### 抜粋本文
###
ニューズウィーク日本版 2015年12月17日 16時2分

「岩山に緑のペンキを塗って緑化と言い張ってみた」

 覚えている人もいるのではないだろうか。2007年、中国は雲南省のトンデモニュースが世界を騒がせた。この「ペンキ緑化」の動機は風水のためだったというが、2010年には陝西省で、地方政府による低コストかつお手軽な「緑化」策として、ペンキで山々が塗りたくられるという事件が起きている。

 この「ペンキ緑化」に勝るとも劣らないトンデモ事件を人民日報が伝えている。2015年12月11日の記事で、次のようなエピソードが紹介されていた。

 ある貧しい農村が上級幹部の視察を迎えることになった。「村は大変豊かになりました」と景気よく出迎えたいと考えた村幹部が思いついたのは、「ビニール袋羊」だった。小学生に白いビニール袋をかぶらせ、山の中腹で寝そべっているように命じた。上級幹部が遠くから山を眺めると、白い羊がいっぱいいるように見えるという寸法だ。

 この記事では他にも、「村人は下水道を敷設して欲しいと訴えたが、下水道を作っても視察に来た上司の目に入らないではないかと一蹴され、代わりにオシャレな広場が作られた」「新農村を建設する際(筆者注:中国では近年、土地の有効利用を図るために農村の住宅地を集約し、余った土地を農地や工業用地に転用する新農村計画が実施されている)、村人は果樹園に近い場所に住みたいと申し出たが、そこでは上司が視察に来ないと不便な場所に家が建てられた。一見するとピカピカの模範住宅だが、住民にとっては不便で仕方がない」といったエピソードが紹介されている。

「メンツ・プロジェクト」と大躍進の大惨事

 ともかくうわべばかりを気にして上司の覚えを良くしようとする地方政府の施策は、中国語で「面子工程」(メンツ・プロジェクト)と呼ばれている。実際に便益があるかないかではなく、メンツを保てるかどうかを基準に資金が投入されているというわけだ。
###
### 保存データ
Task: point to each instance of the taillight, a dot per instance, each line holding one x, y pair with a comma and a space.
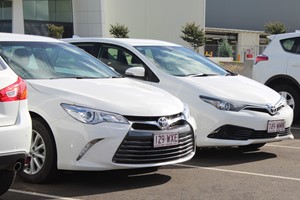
261, 58
14, 92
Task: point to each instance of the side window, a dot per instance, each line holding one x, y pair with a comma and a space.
119, 58
91, 48
290, 45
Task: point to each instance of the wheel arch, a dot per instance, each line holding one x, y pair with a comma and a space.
34, 115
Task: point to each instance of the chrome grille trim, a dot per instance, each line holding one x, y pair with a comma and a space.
151, 123
267, 108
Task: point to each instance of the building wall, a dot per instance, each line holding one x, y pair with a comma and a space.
88, 18
252, 15
153, 19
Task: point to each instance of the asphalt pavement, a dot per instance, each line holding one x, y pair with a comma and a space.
273, 172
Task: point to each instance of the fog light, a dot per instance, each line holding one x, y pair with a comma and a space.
87, 147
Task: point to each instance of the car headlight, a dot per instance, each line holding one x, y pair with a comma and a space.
92, 116
186, 112
223, 104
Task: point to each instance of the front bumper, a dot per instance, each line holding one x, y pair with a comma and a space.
226, 128
109, 146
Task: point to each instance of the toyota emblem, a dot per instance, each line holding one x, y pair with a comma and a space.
272, 109
163, 123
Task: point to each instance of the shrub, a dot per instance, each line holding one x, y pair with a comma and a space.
275, 27
193, 35
119, 31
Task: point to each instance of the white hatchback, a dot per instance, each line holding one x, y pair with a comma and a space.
15, 125
279, 68
230, 110
85, 116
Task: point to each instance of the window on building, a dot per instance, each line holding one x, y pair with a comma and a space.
39, 13
5, 16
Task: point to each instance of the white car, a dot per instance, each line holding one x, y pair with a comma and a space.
85, 116
229, 109
15, 126
279, 68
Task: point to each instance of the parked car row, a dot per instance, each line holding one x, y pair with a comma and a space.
230, 110
279, 68
83, 114
15, 126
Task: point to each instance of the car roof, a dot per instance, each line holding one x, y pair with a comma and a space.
25, 38
128, 41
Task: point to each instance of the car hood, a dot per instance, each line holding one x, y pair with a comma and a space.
237, 88
117, 95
###
### 演習課題
• A. 抜粋本文に出てくる西暦の年を、重複を除いてすべて挙げてください。
• B. 一覧のうち「Task: point to each instance of the window」を含む行から一覧の最後の行までを、番号付きリストに並べ直してください。空行は除いてください。

### 解答一覧
• A. 2007年、2010年、2015年

• B.
1. Task: point to each instance of the window on building, a dot per instance, each line holding one x, y pair with a comma and a space.
2. 39, 13
3. 5, 16
4. Task: point to each instance of the white car, a dot per instance, each line holding one x, y pair with a comma and a space.
5. 85, 116
6. 229, 109
7. 15, 126
8. 279, 68
9. Task: point to each instance of the parked car row, a dot per instance, each line holding one x, y pair with a comma and a space.
10. 230, 110
11. 279, 68
12. 83, 114
13. 15, 126
14. Task: point to each instance of the car roof, a dot per instance, each line holding one x, y pair with a comma and a space.
15. 25, 38
16. 128, 41
17. Task: point to each instance of the car hood, a dot per instance, each line holding one x, y pair with a comma and a space.
18. 237, 88
19. 117, 95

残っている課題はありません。